→ TÂCHES À RÉALISER
1. Répondez à ces questions à partir de l'extrait :
(a) Au titre de quel article du RPCR la chambre a-t-elle adressé sa notification dans l'affaire T 1774/21 ?
(b) Selon la chambre dans la décision T 1230/22, de quel type de question s'agit-il malgré certains aspects procéduraux ?
(c) Quelle décision exprimait l'opinion contraire à celle de la chambre dans T 1230/22 ?
2. Dans l'extrait, récrivez plus brièvement le paragraphe commençant par « De même, dans la décision T 1230/22 » en gardant ses faits principaux.
3. Ces affirmations concordent-elles avec l'extrait ? Répondez par oui ou par non et citez les mots décisifs.
(a) Dans l'affaire T 1774/21, c'est l'intimé qui a soulevé l'objection au titre de l'art. 123(2) CBE.
(b) D'après la décision T 1230/22, la recevabilité d'un recours est une question purement procédurale.
(c) Les remarques explicatives invoquées dans T 1774/21 portent sur l'art. 12(2) RPCR.

→ EXTRAIT
Ce point de vue a été contesté par la chambre dans la décision T 1774/21. Dans cette affaire, le requérant a soulevé une nouvelle objection au titre de l’art. 123(2) CBE à l’encontre d’une caractéristique de la requête principale dans son mémoire exposant les motifs du recours. L'intimé, après avoir répondu à cette objection par des contre-arguments, a seulement demandé dans sa réponse à la notification de la chambre au titre de l’art. 15(1) RPCR qu’elle ne soit pas admise dans la procédure. La chambre a tout d’abord précisé que, dans le contexte du RPCR, le terme général "requêtes" recouvrait, par exemple, les requêtes en non-admission d’une objection. Lorsque le RPCR s’attachait tout particulièrement à traiter de la question de la modification du texte des demandes de brevet ou des brevets, référence explicite était faite à une "modification apportée à une demande de brevet ou à un brevet" (voir art. 12(4), quatrième phrase, ou art. 13(1), quatrième phrase RPCR). Cette interprétation a également été confirmée dans les remarques explicatives relatives à l’art. 12(2) RPCR (tel qu’en vigueur au 1er janvier 2020, voir publication supplémentaire 2, JO 2020, 82). En conséquence, une requête en non-admission d’une objection représentait une modification des moyens invoqués par la partie si elle n’était pas présentée au stade initial de la procédure de recours.
De même, dans la décision T 1230/22, la chambre a relevé qu'elle ne partageait pas l'opinion selon laquelle les demandes d'irrecevabilité des moyens tardifs doivent toujours être considérées quel que soit le stade de la procédure. Contrairement à l'opinion exprimée dans la décision T 1006/21, la recevabilité de requêtes subsidiaires, de faits ou d'arguments, selon la chambre, n'est pas une question purement procédurale comme l'est la recevabilité d'un recours ou le renvoi d'une affaire à l'instance qui a issu la décision. Au contraire, la question de la recevabilité des moyens est une question relative à l'objet du litige, qui constitue le fondement de la décision à prendre. Ainsi, la chambre a conclu que malgré certains aspects procéduraux, il s'agissait d'une question de fond. Si une telle objection d'irrecevabilité de moyens tardifs est introduite tardivement dans la procédure, il s'agit également d'une modification qui doit satisfaire aux exigences de l'art. 12 RPCR et de l'art. 13 RPCR.

→ DONNÉES
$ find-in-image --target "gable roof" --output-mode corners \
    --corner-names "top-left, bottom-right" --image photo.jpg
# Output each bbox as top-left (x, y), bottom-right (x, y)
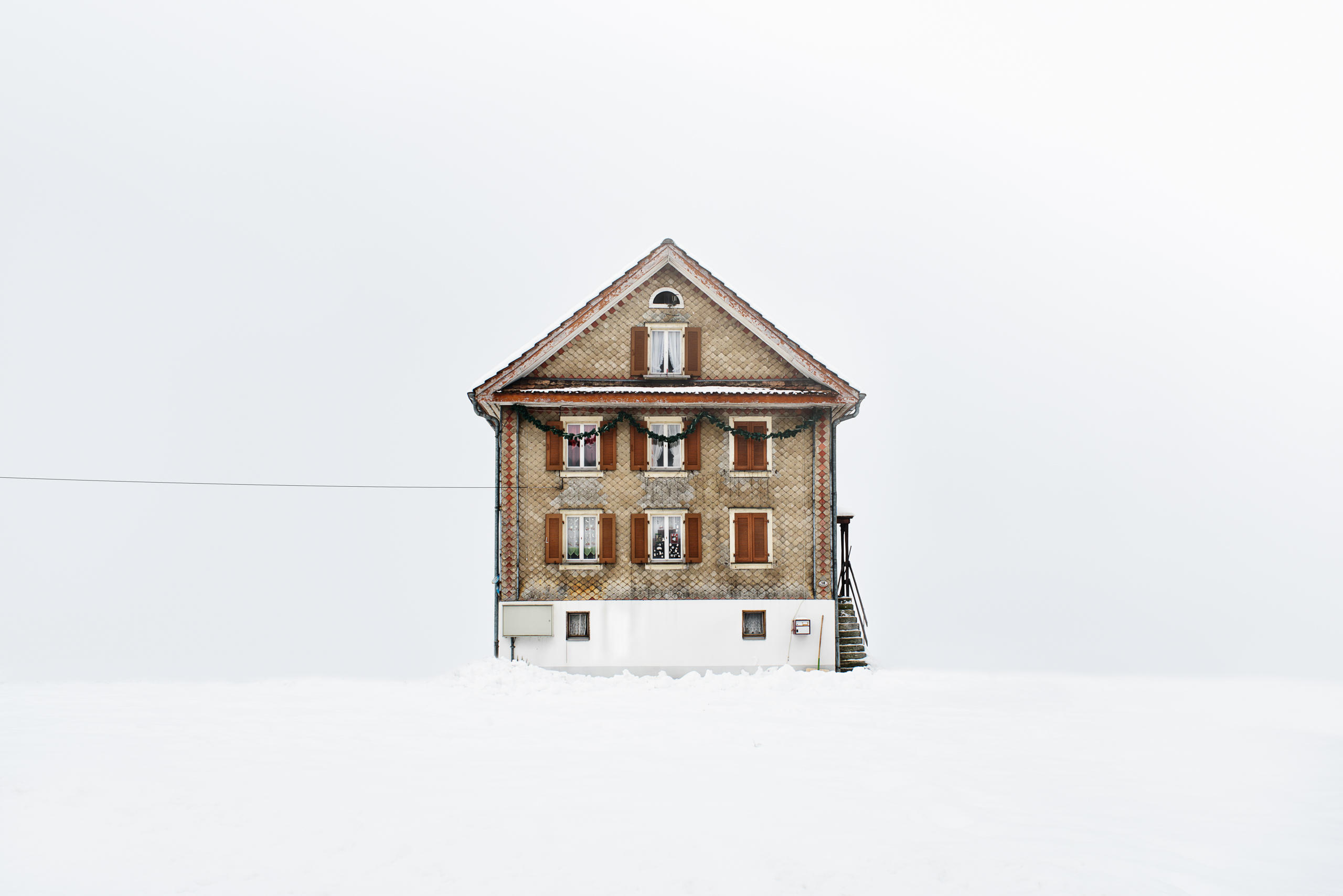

→ RÉPONSES
1.
(a) L'art. 15(1) RPCR.
(b) Une question de fond.
(c) La décision T 1006/21.

2. Dans la décision T 1230/22, la chambre refuse l'idée que les demandes d'irrecevabilité des moyens tardifs doivent toujours être examinées, quel que soit le stade de la procédure. Contrairement à la décision T 1006/21, elle estime que la recevabilité de requêtes subsidiaires, de faits ou d'arguments n'est pas une question purement procédurale, comme le sont la recevabilité d'un recours ou le renvoi d'une affaire. Cette question porte sur l'objet du litige et constitue donc une question de fond. Une objection d'irrecevabilité introduite tardivement est elle aussi une modification, soumise aux exigences des art. 12 et 13 RPCR.

3.
(a) Non : « le requérant a soulevé une nouvelle objection au titre de l’art. 123(2) CBE ».
(b) Oui : « n'est pas une question purement procédurale comme l'est la recevabilité d'un recours ».
(c) Oui : « remarques explicatives relatives à l’art. 12(2) RPCR ».